--- Begin ---
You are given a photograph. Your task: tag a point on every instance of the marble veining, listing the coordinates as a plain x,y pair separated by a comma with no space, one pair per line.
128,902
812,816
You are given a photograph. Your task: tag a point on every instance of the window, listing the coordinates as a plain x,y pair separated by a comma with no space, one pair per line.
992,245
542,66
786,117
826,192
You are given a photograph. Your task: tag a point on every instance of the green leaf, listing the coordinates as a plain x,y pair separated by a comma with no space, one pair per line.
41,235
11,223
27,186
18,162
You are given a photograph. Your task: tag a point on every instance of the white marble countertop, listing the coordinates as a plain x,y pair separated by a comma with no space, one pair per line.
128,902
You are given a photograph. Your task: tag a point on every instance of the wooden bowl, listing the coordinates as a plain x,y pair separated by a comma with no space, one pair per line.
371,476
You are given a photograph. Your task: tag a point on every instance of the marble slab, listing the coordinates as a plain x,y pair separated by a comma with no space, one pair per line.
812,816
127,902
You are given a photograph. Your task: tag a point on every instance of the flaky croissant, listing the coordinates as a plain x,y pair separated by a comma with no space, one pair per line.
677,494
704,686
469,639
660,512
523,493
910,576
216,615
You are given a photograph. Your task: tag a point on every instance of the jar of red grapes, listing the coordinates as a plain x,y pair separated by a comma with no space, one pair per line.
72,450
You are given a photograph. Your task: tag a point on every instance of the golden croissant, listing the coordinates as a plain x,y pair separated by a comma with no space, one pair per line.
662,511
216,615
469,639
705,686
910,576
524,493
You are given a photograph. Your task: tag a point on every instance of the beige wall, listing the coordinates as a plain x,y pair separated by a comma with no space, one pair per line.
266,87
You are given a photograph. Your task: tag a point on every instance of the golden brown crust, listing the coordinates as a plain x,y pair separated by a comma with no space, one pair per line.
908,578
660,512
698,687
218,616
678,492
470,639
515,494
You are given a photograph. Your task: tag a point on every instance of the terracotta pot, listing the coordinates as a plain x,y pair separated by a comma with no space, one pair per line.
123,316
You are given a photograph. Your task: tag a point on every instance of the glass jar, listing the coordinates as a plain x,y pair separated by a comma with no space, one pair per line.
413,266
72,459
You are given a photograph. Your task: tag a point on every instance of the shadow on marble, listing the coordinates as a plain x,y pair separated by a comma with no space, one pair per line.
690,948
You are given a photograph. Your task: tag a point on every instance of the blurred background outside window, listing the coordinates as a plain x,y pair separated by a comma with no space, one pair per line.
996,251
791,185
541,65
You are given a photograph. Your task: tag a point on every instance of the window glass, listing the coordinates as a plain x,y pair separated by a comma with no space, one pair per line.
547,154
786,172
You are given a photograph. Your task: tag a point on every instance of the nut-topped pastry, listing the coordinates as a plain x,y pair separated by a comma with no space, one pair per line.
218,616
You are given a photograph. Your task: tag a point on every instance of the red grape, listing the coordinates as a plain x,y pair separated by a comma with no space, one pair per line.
--- End ---
:: Exercise ::
Write out all the records above again, switching "tag a point on" to "place a point on" wherever it occurs and leaving everything else unchanged.

:: Answer below ::
You are given a photograph. Your task: place a point on every instance of the marble veining, listing the coordinates as a plain x,y pair separated by a comma with no space, one pair per line.
128,902
812,816
You are given a photograph. Your task: place a point on every instance of the window, listing the coordinates as a plain x,y pair separated by a comma with no space, one pair per line.
992,245
542,66
786,117
826,192
You are given a photograph. Your task: place a point on every instance of the green leaf, listing the coordinates as a plain x,y pair separated by a comma with no space, one pair per line.
41,235
11,223
27,186
18,162
You are given a photograph. Your task: place a point on every instance of the white marble countertop, listing the coordinates as a plain x,y pair separated by a comma with no space, one pair per line.
128,902
You are given a photograph. Your task: place a point on every instance of the wooden bowl, listing the coordinates as a plain x,y pair separated by a comma with no space, one pair per line.
371,476
You are given a photograph. Your task: place a point on every instance of the marble slab, listing the coordinates as a plain x,y pair separated by a comma with no space, one pair per line.
812,816
127,902
You are given a photograph. Your task: place a point on every instance of the flaky croissant, listing the coordinates as a plain x,y pair separated by a comma with no space, one pair per line.
677,494
704,686
469,639
660,512
523,493
910,576
216,615
You are given a photograph. Your task: place a point on every instance of the jar of red grapes, listing the coordinates as a plain x,y pair separated by a comma with no space, one pair per line.
72,450
You are given a photograph. Your task: place a point on every instance of the golden croissant, listing the coordinates as a plain x,y pair separated by a comma with no space, one pair per line.
662,511
216,615
469,639
705,686
910,576
524,493
You are given a photograph. Your task: place a point on every instance of the beige wall, listing the coordinates as a plain x,y pair separated by a comma with no space, one pair per line.
266,87
You are given a photograph. Your task: place a point on every instance of the golden brown crust, listing the coordinates as a plain x,y pair separated by a comma with no space, one pair per line.
908,578
660,512
698,687
218,616
678,492
470,639
515,494
You are given a photograph. Your task: place a point on every instance of the terracotta pot, listing the coordinates as a plain x,y pair separated by a comma with no space, one pair per line.
123,316
You are given a photograph. Your task: place a point on every instance of the glass jar, listing the coordinates as a plain x,y pair separated by a comma with no space, one pair per line.
413,266
72,459
You are given a photograph. Your task: place a point on every instance of the shadow on marble, listing the coordinates as a plain x,y pair separated by a comma with no space, one pair per line.
690,948
You are given a photograph. Your task: place a point on every instance of the blurred background outside window, listing the coordinates as a plain x,y pair separated by a comma with no space, one pair per line.
996,251
791,185
541,65
You are given a photograph. Your task: place a point on every instance of the window glass, listing the coordinates as a plain x,y pair separated by a comma with no space, one pair per line.
547,154
786,172
You are given a photograph. Your task: place a point on every instance of the nut-topped pastry, listing the coordinates as a plain x,y pair separated by a comma with no space, one pair per line.
218,616
You are given a photograph. Your task: place a point on every instance of the red grape, listing the coordinates as a plain x,y pair separated by a comma with no space, one pair per line.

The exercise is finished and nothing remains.